Lançamento do livro mais recente de Ramzy’s Baroud – A Última Terra: Uma História Palestina em 27 de março de 2018 [Jehan Alfarra/ Monitor do Oriente Médio]
Em 12 de fevereiro, o secretário de imprensa da Casa Branca, Jen Psaki, foi questionado por um repórter se o novo governo Joe Biden tencionava fechar a notória prisão da Baía de Guantánamo até o final do primeiro mandato do presidente dos Estados Unidos. Sua resposta evasiva foi: “Esse é certamente nosso objetivo e nossa intenção.”
Psaki pode ter parecido tranqüilizador de que o sofrimento indescritível experimentado por centenas de homens neste gulag americano – muitos dos quais eram certamente inocentes – finalmente chegaria ao fim. No entanto, considerando a história de Guantánamo e a trilha de promessas quebradas pelo governo de Barack Obama, o último “objetivo e intenção” não é nada encorajador.
Compare a nova linguagem com as diatribes apaixonadas de Obama sobre humanidade, justiça e valores americanos, que ele utilizava sempre que falava de Guantánamo. “Gitmo se tornou um símbolo em todo o mundo para uma América que desrespeita o estado de direito”, disse Obama em um discurso na National Defense University em maio de 2013.
Apaixonado por cada palavra sua, o público de Obama aplaudiu com entusiasmo, mas quando ele fez aquele discurso em particular, estava cumprindo seu segundo mandato. Ele já teve tempo e oportunidade de fechar a prisão que funciona sem monitoramento internacional e totalmente fora dos domínios das leis internacionais e dos Estados Unidos.

**Conteúdo dos dados:**

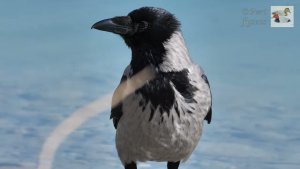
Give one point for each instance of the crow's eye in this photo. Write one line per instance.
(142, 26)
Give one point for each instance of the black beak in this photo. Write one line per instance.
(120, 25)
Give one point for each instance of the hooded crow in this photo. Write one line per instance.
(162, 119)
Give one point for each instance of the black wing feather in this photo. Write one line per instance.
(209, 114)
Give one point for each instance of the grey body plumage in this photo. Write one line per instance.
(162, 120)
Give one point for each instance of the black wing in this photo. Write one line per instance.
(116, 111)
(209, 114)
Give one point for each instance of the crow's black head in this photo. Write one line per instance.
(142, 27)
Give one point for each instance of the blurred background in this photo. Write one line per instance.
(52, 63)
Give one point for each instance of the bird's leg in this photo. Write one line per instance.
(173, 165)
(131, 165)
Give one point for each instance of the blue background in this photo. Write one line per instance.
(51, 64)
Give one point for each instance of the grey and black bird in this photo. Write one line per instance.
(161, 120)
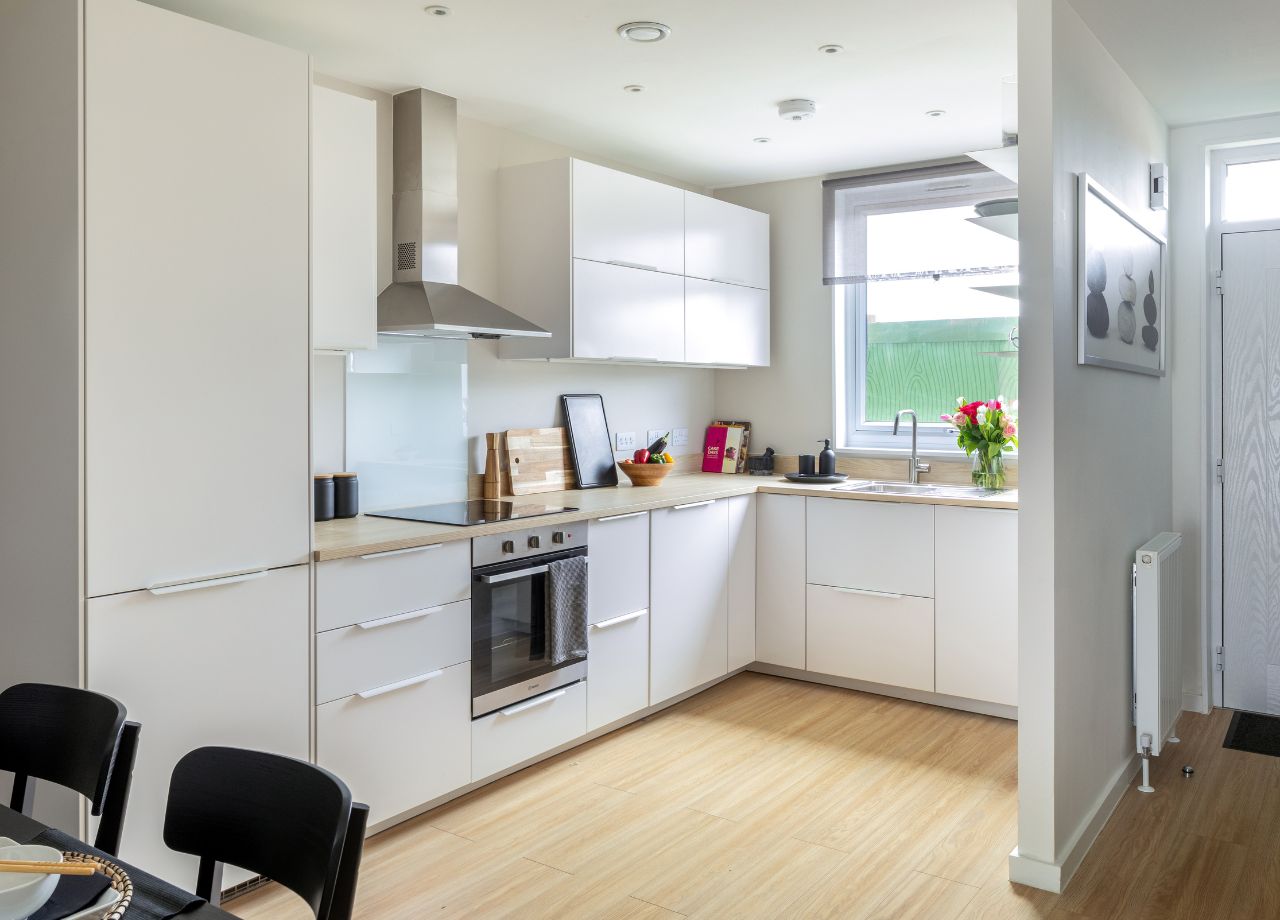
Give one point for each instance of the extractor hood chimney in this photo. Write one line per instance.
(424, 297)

**Instruções:**
1. Segundo o texto sobre Guantánamo, em que mês e ano Obama discursou na National Defense University?
2. Liste todas as pessoas mencionadas pelo nome no texto sobre Guantánamo a partir do parágrafo que começa com "Em 12 de fevereiro".
3. Prossiga com o texto sobre Guantánamo a partir da última frase apresentada.

**Resultados finais:**
1. Em maio de 2013.

2. Jen Psaki, Joe Biden, Barack Obama

3.
Obama provavelmente será lembrado por suas palavras, não por suas ações. Ele não apenas falhou em fechar a prisão erguida por seu antecessor, George W. Bush, em 2002, mas a indústria de Guantánamo também continuou a prosperar durante seu tempo na Casa Branca. Por exemplo, em seu discurso, Obama fez referência ao alto custo de “cento e cinquenta milhões de dólares por ano para prender 166 pessoas”. De acordo com a New Yorker em 2016, o orçamento de Guantánamo cresceu para “U$ 445 milhões” enquanto Obama estava no cargo.
No entanto, à medida que o orçamento crescia descontrolado, o número de prisioneiros de Guantánamo diminuía. Existem agora apenas 40 prisioneiros no enorme edifício de metal, concreto e arame farpado construído dentro de uma base naval dos Estados Unidos na ponta oriental de Cuba, em terras “arrendadas” pelos Estados Unidos em 1903.
É fácil concluir que o governo dos EUA mantém a prisão aberta apenas para evitar a responsabilidade internacional e, possivelmente, para extrair informações por meio de tortura, um ato que é inconsistente com a lei americana. Mas isso não pode estar certo. As guerras contra o Afeganistão e o Iraque eram ilegais segundo o direito internacional, mas isso não impediu os EUA e seus aliados de invadir, humilhar e torturar de forma selvagem populações inteiras, sem levar em conta argumentos legais ou morais.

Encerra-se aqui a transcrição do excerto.